## Document excerpt
Holidays see House head home, vacancies narrow House margins, tax talk starts

With the approach of Easter and Passover the House will not have votes for the next three weeks but will have committee hearings. The Congressional leadership and White House are in talks to develop the next round of legislation. The legislative strategy for Democrats is complicated by the narrow House majority and the 50/50 tie in the Senate.

Infrastructure has been the most widely discussed next step for the White House and Congress; and there is already talk as to whether or not it can be jammed through under Budget Reconciliation or if a bipartisan consensus can be reached. In my view the decision by the House Republican Caucus to join Democrats and to renew budget earmarks may be a sign that a bipartisan infrastructure bill may be possible. Earmarks give members a direct link to the spending decisions. In fact, in earlier days the rule was if a Member opposed the overall bill they couldn’t get their earmarks into the legislation. It was a great tool for Leadership to build support for the underlying legislation.

There have been some early discussions about whether or not an infrastructure bill would need to be fully funded, and if so what the funding sources would be. The gas tax hasn’t been raised since 2009, but it is viewed as a very regressive tax, with newer cars having better gas mileage it is a tax that Congress may turn to. Just as the massive COVID bills, both Biden and Trump, were not paid for it is possible that the strategy may be to pass infrastructure without funding the projects.

## Information given
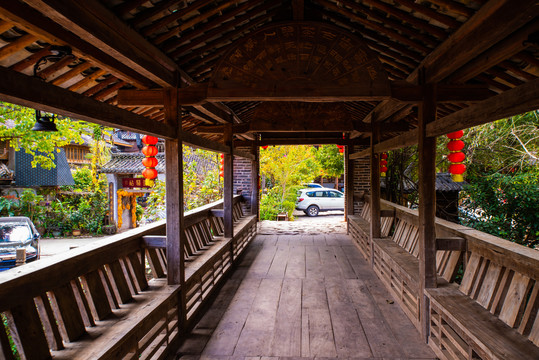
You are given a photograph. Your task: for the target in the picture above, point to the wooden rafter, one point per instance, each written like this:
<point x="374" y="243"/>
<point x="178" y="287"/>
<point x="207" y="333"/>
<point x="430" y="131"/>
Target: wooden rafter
<point x="91" y="21"/>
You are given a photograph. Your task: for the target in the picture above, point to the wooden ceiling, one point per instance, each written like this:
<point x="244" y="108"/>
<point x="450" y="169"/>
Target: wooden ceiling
<point x="149" y="44"/>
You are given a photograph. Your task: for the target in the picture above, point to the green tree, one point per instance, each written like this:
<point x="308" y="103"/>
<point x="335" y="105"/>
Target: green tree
<point x="41" y="145"/>
<point x="331" y="162"/>
<point x="286" y="166"/>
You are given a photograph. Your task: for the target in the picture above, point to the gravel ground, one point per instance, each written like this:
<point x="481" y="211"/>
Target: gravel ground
<point x="331" y="222"/>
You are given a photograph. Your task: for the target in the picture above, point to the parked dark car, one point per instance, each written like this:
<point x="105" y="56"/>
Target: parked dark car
<point x="17" y="233"/>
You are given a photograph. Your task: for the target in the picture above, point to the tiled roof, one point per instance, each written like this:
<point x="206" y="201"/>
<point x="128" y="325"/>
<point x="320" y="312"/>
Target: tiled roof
<point x="130" y="163"/>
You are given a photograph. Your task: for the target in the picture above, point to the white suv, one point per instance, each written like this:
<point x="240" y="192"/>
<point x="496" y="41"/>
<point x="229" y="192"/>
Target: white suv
<point x="312" y="201"/>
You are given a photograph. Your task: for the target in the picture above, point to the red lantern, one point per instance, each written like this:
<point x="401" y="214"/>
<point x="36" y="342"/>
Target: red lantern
<point x="457" y="169"/>
<point x="455" y="145"/>
<point x="149" y="162"/>
<point x="149" y="140"/>
<point x="456" y="157"/>
<point x="149" y="150"/>
<point x="455" y="135"/>
<point x="149" y="173"/>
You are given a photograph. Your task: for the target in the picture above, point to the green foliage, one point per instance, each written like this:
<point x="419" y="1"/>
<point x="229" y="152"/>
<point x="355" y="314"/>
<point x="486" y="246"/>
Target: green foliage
<point x="41" y="145"/>
<point x="331" y="160"/>
<point x="271" y="205"/>
<point x="12" y="345"/>
<point x="200" y="188"/>
<point x="504" y="205"/>
<point x="506" y="146"/>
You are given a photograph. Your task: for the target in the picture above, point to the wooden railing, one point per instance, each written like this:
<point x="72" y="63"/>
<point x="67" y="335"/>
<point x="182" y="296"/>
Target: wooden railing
<point x="110" y="300"/>
<point x="486" y="303"/>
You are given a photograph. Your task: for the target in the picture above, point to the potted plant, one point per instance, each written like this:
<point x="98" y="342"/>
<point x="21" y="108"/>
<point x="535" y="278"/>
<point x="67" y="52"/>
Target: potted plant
<point x="76" y="221"/>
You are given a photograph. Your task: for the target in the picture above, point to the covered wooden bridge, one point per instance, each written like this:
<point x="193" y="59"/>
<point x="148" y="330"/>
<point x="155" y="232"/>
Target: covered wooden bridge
<point x="230" y="76"/>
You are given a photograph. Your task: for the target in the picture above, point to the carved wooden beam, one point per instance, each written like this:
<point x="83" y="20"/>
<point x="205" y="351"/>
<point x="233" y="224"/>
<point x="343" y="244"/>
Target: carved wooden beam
<point x="516" y="101"/>
<point x="399" y="91"/>
<point x="28" y="91"/>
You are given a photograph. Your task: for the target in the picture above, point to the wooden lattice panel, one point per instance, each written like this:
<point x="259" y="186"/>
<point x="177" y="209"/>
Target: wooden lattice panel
<point x="300" y="55"/>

## Check your understanding
1. Answer these questions about the congressional update:
(a) For how many weeks will the House have no votes?
(b) What did the House Republican Caucus decide to join Democrats in renewing?
(c) Under the rule of earlier days, what happened to a Member who opposed the overall bill?
2. Carry on the congressional update on infrastructure and taxes from its last sentence.

## Response list
1.
(a) Three weeks.
(b) Budget earmarks.
(c) They couldn't get their earmarks into the legislation.

2.
Tax policy, both increases under Obama and Clinton and cuts under Trump and Bush, have been passed under Budget Reconciliation and there is some pressure from progressive Democrats to increase taxes on the wealthy and corporations. Talks on tax policy are in the very early stages; but with the 50/50 Senate, and several Senate Democrats in tough 2022 races it is my view that while an increase in the corporate tax rate is possible, increases in personal tax rates will be tough to pass. There are a handful of moderate Democrats in addition to Manchin and Sinema, there were eight Democratic Senators who voted against the effort of Senator Sanders to insert the minimum wage increase in the COVID Relief Reconciliation package. One of these eight is up for re-election in 2022 and is one of several Democratic Senators who would be questionable on votes to increase personal tax rates or capital gains; though an increase of the corporate tax rate is very much on the table.

Another issue that Democrats have to worry about is their narrow majority in the House, with five current vacancies the lineup is 219 Ds to 211 Rs. The three D vacancies were caused by appointments to the Biden Administration and the two R vacancies by death of Members due to complications from COVID. The first specials elections to fill the vacancies will be this weekend in Louisiana where a candidate must get 50% of the vote to avoid a runoff. Two of the five vacancies are in Louisiana – one from each Party.